### Brief
Copy everything from "It has been" down to "treatment planning phase." in the text on the Triangle of Bone, replacing "receptor site" with "recipient site" each time it appears.

### Text section
----------

"In the Zone with the Triangle of Bone"
It has been stated that the “goal of implant dentistry is not the implant, it is the tooth that we replace…” Achieving successful implant reconstruction is therefore dependent on many factors. Placing the implant within the existing bone allows for osseointegration to occur, but this process has little impact on esthetic and functional outcomes. The most desirable implant receptor site should always correlate with the ultimate restorative goal, and under ideal conditions should be known in advance of the surgical intervention.
If the receptor site is not ideal, there are ever evolving methods to manage the bone and soft tissue. Success can best be achieved through the initial diagnosis and treatment planning phase.
New surgical and prosthodontic paradigms have now been established over the past 25 plus years first through the utilization of CT and now lower dosage CBCT three dimensional imaging technologies which provide clinicians with an unprecedented appreciation of the patient’s anatomy for pre-surgical assessment of dental implant receptor sites, bone grafting or other procedures. Currently available planning software can interface with the 3-D CT/CBCT data with virtual tools and interactive treatment planning capabilities. However, even today, in 2017 many clinicians are not well versed in how best to use technology. The “Triangle of Bone” (TOB) concept was originally conceived in 1992 and first published in 1995 to provide a foundation to assess the potential implant receptor site to identify a“blueprint for success.” The TOB concept if used properly can help clinicians achieve true restoratively driven implant dentistry by matching the receptor sites to the design specifications of the implant and abutments before the scalpel touches the patient. In addition, the TOB can help identify when other treatment modalities such as bone grafting should be used to facilitate treatment. The merging of analog and digital technologies has re-defined the workflow, developed new paths between diagnosis and CAD CAM applications, while enhancing both accuracy and consistency in establishing new paradigms for today and beyond.

----------

### Data provided

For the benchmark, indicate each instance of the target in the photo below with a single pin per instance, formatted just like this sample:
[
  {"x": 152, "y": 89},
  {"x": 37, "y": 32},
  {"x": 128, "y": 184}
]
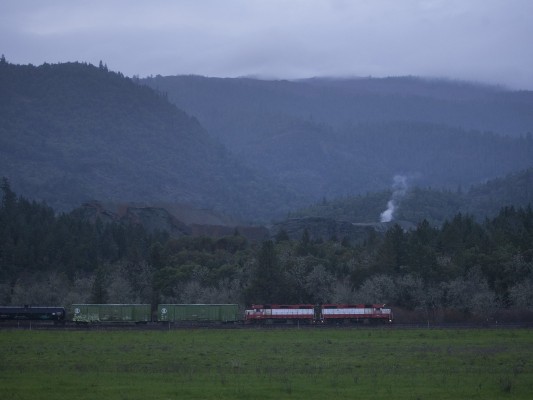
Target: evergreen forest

----------

### Answer to this task
It has been stated that the “goal of implant dentistry is not the implant, it is the tooth that we replace…” Achieving successful implant reconstruction is therefore dependent on many factors. Placing the implant within the existing bone allows for osseointegration to occur, but this process has little impact on esthetic and functional outcomes. The most desirable implant recipient site should always correlate with the ultimate restorative goal, and under ideal conditions should be known in advance of the surgical intervention.
If the recipient site is not ideal, there are ever evolving methods to manage the bone and soft tissue. Success can best be achieved through the initial diagnosis and treatment planning phase.